▸ Listed entries:
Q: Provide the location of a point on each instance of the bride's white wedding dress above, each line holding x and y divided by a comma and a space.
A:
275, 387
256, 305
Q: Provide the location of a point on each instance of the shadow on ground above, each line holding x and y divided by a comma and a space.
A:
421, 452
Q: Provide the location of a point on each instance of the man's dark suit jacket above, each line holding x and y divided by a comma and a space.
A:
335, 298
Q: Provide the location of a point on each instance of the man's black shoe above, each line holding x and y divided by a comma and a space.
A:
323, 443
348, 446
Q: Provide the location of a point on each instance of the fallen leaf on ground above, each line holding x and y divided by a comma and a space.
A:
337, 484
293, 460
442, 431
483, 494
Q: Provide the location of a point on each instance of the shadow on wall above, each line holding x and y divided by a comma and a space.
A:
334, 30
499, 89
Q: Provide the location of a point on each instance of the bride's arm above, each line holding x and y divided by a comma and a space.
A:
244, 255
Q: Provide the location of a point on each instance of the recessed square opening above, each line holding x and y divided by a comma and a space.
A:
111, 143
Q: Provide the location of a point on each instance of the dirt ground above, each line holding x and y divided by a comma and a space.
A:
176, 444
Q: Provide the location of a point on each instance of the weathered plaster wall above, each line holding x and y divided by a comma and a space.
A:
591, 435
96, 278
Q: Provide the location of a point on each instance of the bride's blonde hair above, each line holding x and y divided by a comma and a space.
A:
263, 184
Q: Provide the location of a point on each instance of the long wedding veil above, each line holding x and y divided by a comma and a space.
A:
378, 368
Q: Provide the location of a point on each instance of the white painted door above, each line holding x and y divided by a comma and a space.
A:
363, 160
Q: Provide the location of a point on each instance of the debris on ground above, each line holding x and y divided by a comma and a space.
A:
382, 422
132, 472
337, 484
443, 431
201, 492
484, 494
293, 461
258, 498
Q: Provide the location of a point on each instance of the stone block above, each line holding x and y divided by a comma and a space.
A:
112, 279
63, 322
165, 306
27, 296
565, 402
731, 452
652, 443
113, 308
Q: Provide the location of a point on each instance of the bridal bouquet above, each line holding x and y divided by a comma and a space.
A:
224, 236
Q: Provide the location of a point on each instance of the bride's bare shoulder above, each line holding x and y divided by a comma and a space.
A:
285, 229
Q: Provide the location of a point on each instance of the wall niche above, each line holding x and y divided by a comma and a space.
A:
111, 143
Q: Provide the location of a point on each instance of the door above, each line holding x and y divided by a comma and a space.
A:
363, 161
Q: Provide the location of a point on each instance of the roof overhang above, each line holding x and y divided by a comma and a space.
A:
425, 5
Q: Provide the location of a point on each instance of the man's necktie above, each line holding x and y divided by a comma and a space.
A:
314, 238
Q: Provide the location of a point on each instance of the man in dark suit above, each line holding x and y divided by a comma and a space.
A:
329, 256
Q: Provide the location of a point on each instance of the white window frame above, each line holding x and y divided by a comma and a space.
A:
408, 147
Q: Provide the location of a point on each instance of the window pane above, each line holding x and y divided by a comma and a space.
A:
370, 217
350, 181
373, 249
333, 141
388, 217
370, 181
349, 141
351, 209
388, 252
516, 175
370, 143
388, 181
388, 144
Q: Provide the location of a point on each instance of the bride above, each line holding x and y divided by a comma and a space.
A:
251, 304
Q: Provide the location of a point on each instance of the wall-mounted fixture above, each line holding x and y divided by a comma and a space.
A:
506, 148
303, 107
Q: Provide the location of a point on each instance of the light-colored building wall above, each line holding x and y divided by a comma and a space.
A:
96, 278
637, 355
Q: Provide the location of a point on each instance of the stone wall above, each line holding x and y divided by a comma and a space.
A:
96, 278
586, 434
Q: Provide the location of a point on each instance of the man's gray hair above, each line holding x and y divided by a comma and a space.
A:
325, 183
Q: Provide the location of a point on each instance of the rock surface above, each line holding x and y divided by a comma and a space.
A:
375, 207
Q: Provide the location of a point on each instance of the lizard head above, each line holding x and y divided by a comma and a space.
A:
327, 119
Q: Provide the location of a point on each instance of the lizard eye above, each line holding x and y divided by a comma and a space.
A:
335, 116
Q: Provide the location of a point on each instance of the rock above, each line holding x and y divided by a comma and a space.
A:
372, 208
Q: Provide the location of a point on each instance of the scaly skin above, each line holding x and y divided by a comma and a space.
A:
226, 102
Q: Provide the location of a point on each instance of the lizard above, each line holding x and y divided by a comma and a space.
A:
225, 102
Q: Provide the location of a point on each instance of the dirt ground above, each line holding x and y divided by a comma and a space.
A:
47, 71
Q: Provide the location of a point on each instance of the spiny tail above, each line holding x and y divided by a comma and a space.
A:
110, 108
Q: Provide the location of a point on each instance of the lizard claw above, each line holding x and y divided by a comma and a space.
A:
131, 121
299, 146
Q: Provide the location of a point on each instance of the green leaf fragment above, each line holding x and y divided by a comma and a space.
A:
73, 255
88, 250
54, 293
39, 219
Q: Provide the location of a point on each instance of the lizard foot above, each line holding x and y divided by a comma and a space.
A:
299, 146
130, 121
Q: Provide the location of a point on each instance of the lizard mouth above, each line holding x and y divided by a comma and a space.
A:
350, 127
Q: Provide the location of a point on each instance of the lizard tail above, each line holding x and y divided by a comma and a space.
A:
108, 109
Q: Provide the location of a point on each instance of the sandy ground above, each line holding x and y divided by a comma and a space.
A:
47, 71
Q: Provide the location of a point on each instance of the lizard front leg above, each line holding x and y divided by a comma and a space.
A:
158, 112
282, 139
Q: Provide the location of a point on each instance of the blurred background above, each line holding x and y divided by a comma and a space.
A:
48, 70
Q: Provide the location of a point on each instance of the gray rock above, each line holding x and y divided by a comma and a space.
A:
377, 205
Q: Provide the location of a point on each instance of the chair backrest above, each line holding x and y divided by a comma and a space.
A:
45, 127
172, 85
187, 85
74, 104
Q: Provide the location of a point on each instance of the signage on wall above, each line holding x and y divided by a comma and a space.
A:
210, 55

▸ What you need to do: A faithful transcription of all the material is what this exercise calls for.

▸ Exercise response:
Q: Provide the location of a point on each instance of the bride's white wedding dress above, each line holding x and y divided by a comma and a space.
A:
275, 387
256, 305
Q: Provide the location of a point on each instance of the shadow on ground above, each line holding x and y divided by a comma and a space.
A:
421, 452
Q: Provide the location of a point on each instance of the man's dark suit jacket above, each line holding x and y divided by a comma and a space.
A:
335, 298
Q: Provide the location of a point on each instance of the man's black shoe above, each line holding x and y divided by a comma and a space.
A:
323, 443
348, 446
Q: Provide the location of a point on each instance of the fallen leaf on ground above, each line holding x and y divided by a comma and a space.
A:
337, 484
293, 460
442, 431
483, 494
Q: Provide the location of a point on each instance of the shadow on wall above, each line holding x and y divided by a comma and a space.
A:
334, 30
499, 89
Q: Provide the location of a point on each instance of the bride's arm above, each line holding x and y divided by a comma and a space.
A:
244, 255
Q: Provide the location of a point on each instance of the recessed square opening above, each line holding x and y divided by a comma and a space.
A:
111, 143
Q: Provide the location of a point on each instance of the dirt ground above, each line holding x and y divided by a comma and a space.
A:
176, 444
Q: Provide the location of a point on each instance of the weathered plaster wall above, each line holding x and y divided by a comma and a space.
A:
591, 435
96, 278
Q: Provide the location of a point on each instance of the bride's blonde hair above, each line holding x and y divided by a comma and a space.
A:
263, 184
Q: Provide the location of a point on each instance of the long wedding veil above, each line holding x and y divided by a comma and a space.
A:
378, 368
Q: Provide the location of a point on each instance of the white painted door above, each line holding x and y divided by a comma and a space.
A:
363, 160
Q: Provide the location of a point on each instance of the debris on ground above, each line holding x and y divided by a comma and a space.
A:
382, 422
132, 472
337, 484
443, 431
201, 492
484, 494
293, 461
258, 498
Q: Provide the location of a point on each instance of the stone block above, each line holding x and y divided by a comma and a space.
A:
112, 279
63, 322
165, 306
27, 296
565, 402
731, 452
652, 443
113, 308
Q: Provide the location of a point on each instance of the bridal bouquet above, each line holding x and y divided by a comma and a space.
A:
224, 236
Q: Provide the location of a point on each instance of the bride's bare shoulder above, each line holding x and y divided by a comma and a space.
A:
285, 229
Q: Provide the location of a point on each instance of the wall niche above, each line holding x and y divided by a comma and a space.
A:
111, 143
Q: Provide the location of a point on each instance of the door above, each line holding x and y divided by a comma and a space.
A:
363, 161
Q: Provide the location of a point on each instance of the roof overhang above, each line holding x and y divided by a comma and a space.
A:
425, 5
Q: Provide the location of a point on each instance of the man's necktie above, each line holding x and y divided by a comma and a space.
A:
314, 238
Q: Provide the location of a point on each instance of the man in dark suit above, each line holding x and y divided by a comma and a space.
A:
329, 256
Q: Provide the location of a point on each instance of the white window frame above, each line holding x and y divided by a comma and a space.
A:
408, 147
Q: Provide the location of a point on each instance of the window pane above, each line holding x and y divided by a comma and a space.
A:
370, 217
350, 181
373, 249
333, 141
388, 217
370, 181
349, 141
351, 209
388, 252
516, 175
370, 143
388, 181
388, 144
Q: Provide the location of a point on each instance of the bride above, each line holding x and y divided by a comma and a space.
A:
251, 304
Q: Provide the location of a point on each instance of the wall-mounted fixture above, each line holding x and y divided by a comma and a space.
A:
506, 148
303, 107
Q: Provide the location of a point on each instance of the light-colored building wall above, each line holding x and y divided by a comma and a space.
A:
96, 278
637, 355
Q: Provide the location of a point on each instance of the stone wall above, each line holding x and y divided by a comma and a space.
A:
96, 278
586, 434
Q: Provide the location of a point on each instance of the man's gray hair above, each line holding x and y divided by a comma and a space.
A:
325, 183
Q: Provide the location of a point on each instance of the rock surface above, each line holding x and y divided by a comma and a space.
A:
375, 207
Q: Provide the location of a point on each instance of the lizard head above, each line holding x and y divided by a comma and a space.
A:
327, 119
Q: Provide the location of a point on each instance of the lizard eye above, each line holding x and y divided by a comma and a space.
A:
335, 116
Q: Provide the location of a point on each instance of the rock above, each line holding x and y divided by a comma and a space.
A:
372, 208
Q: Provide the location of a point on each instance of the scaly skin above, each line holding x and y divided by a comma and a space.
A:
226, 102
Q: Provide the location of a point on each instance of the lizard above, each line holding x and y divided by a comma and a space.
A:
225, 102
Q: Provide the location of a point on each instance of the dirt ground above, each line holding x and y divided by a comma and a space.
A:
47, 71
Q: Provide the location of a point on each instance of the spiny tail above, each line holding x and y divided by a comma and a space.
A:
110, 108
Q: Provide the location of a point on each instance of the lizard claw above, each line holding x and y divided by a comma and a space.
A:
131, 121
299, 146
Q: Provide the location of a point on each instance of the green leaf fragment above, each line holding x and y divided by a comma and a space.
A:
73, 255
88, 250
54, 293
39, 219
Q: Provide the location of a point on each instance of the lizard foot above, each line holding x and y divided by a comma and a space.
A:
299, 146
130, 121
Q: Provide the location of a point on each instance of the lizard mouth above, each line holding x and y divided by a comma and a space.
A:
350, 127
Q: Provide the location of a point on each instance of the lizard tail above, each line holding x and y divided by a comma and a space.
A:
108, 109
Q: Provide the location of a point on each instance of the sandy ground above, each line holding x and y divided by a comma and a space.
A:
47, 71
Q: Provide the location of a point on each instance of the lizard front leg above, each line holding x and y divided by a comma and a space.
A:
158, 112
282, 139
Q: Provide the location of a point on each instance of the blurred background above, each line holding x and y divided by a comma and a space.
A:
48, 70
Q: Provide the location of a point on each instance of the gray rock above, each line holding x and y divided by a comma and a space.
A:
377, 205
Q: Provide the location of a point on each instance of the chair backrest above, each line holding x and y divided by a comma and a space.
A:
45, 127
172, 85
187, 85
74, 104
Q: Provide the location of a point on each instance of the signage on wall above, each line holding x and y divided by a comma and a space.
A:
210, 55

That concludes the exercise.